*** Opening AVAILABLE DATA ***

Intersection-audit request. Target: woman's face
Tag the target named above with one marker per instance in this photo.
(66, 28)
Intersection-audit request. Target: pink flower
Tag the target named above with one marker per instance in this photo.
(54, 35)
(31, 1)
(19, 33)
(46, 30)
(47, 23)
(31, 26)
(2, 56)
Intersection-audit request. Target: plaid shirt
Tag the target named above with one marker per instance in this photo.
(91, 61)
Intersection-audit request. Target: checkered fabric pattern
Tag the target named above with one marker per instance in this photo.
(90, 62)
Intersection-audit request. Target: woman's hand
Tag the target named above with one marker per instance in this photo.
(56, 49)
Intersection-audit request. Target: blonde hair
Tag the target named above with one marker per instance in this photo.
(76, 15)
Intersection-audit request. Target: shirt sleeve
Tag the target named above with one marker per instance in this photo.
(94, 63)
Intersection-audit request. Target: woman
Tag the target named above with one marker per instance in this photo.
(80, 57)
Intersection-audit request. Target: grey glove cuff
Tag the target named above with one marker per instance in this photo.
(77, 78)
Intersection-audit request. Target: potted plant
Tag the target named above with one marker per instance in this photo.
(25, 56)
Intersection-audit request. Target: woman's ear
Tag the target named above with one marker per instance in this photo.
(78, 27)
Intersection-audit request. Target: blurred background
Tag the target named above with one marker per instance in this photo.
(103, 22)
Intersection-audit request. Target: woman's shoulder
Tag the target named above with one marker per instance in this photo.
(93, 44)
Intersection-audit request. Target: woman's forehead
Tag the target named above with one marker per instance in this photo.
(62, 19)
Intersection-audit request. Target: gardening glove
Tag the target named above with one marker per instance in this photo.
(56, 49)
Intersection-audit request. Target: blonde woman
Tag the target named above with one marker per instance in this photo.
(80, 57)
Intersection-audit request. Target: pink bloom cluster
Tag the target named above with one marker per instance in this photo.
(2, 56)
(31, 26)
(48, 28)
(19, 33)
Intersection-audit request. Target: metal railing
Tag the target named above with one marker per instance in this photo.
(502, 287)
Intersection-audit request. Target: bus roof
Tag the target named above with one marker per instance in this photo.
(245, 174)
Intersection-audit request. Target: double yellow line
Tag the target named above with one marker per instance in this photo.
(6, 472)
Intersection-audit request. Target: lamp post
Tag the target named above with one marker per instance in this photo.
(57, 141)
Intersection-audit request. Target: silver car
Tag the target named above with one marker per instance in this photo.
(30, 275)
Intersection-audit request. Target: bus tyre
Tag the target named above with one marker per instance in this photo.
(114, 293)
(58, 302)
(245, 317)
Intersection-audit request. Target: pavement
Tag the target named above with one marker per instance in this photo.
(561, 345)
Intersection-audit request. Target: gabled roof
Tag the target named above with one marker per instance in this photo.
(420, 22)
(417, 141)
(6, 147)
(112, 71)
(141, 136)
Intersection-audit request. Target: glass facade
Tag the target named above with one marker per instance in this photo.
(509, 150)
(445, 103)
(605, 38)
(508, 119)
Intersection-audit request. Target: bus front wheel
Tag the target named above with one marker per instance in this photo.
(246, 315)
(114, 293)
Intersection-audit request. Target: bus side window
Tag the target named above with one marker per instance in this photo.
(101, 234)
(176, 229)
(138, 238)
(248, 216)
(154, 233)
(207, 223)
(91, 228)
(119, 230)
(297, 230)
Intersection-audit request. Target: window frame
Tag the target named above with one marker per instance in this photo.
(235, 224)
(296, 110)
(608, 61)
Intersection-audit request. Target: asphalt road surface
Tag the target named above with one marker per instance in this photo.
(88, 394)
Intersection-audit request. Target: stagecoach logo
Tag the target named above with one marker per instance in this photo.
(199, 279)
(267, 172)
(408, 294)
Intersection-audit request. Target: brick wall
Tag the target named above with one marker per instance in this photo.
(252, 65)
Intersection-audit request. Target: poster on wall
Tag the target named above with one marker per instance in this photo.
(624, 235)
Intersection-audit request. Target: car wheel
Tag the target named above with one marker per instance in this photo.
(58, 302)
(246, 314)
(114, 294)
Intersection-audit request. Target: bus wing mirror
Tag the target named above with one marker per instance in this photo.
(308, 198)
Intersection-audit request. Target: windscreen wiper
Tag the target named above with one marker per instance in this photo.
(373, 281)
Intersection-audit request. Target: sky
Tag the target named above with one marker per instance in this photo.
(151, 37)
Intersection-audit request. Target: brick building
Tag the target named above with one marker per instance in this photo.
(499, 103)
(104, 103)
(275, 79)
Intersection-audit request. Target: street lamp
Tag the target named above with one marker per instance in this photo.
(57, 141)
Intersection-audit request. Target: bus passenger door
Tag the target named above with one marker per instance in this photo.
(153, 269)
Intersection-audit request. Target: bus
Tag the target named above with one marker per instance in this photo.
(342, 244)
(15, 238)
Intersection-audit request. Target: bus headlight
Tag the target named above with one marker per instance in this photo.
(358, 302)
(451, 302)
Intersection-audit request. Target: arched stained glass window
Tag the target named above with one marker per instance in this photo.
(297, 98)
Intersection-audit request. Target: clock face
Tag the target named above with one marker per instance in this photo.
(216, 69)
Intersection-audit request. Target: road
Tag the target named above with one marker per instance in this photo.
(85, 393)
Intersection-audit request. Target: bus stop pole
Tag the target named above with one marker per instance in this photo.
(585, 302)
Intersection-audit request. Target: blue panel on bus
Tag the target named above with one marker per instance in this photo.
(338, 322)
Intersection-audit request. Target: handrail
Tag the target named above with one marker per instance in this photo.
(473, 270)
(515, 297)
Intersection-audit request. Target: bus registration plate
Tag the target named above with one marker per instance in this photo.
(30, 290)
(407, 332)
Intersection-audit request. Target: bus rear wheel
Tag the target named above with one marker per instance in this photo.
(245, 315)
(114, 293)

*** Closing AVAILABLE DATA ***

WORK REQUIRED = What you return should be the lines from the start of the data through the line with "Intersection-audit request. Target: shirt", quoted exactly and nothing more.

SOLVED EXERCISE =
Intersection-audit request. Target: woman's face
Tag the target named above with one marker per instance in this photo.
(66, 28)
Intersection-audit request. Target: pink flower
Tag the target named above with one marker per instance in this photo.
(54, 35)
(31, 1)
(19, 33)
(46, 30)
(47, 23)
(31, 26)
(2, 56)
Intersection-audit request. Target: plaid shirt
Tag the target named above with one marker per instance in this photo.
(91, 61)
Intersection-audit request. Target: checkered fabric pattern
Tag the target named above with one marker per instance in this photo.
(90, 62)
Intersection-audit request. Target: woman's hand
Tag the target named above with one marker per instance in this photo.
(56, 49)
Intersection-audit request. Target: blonde hair
Tag the target named above with one marker per instance in this photo.
(76, 15)
Intersection-audit request. Target: shirt sleeve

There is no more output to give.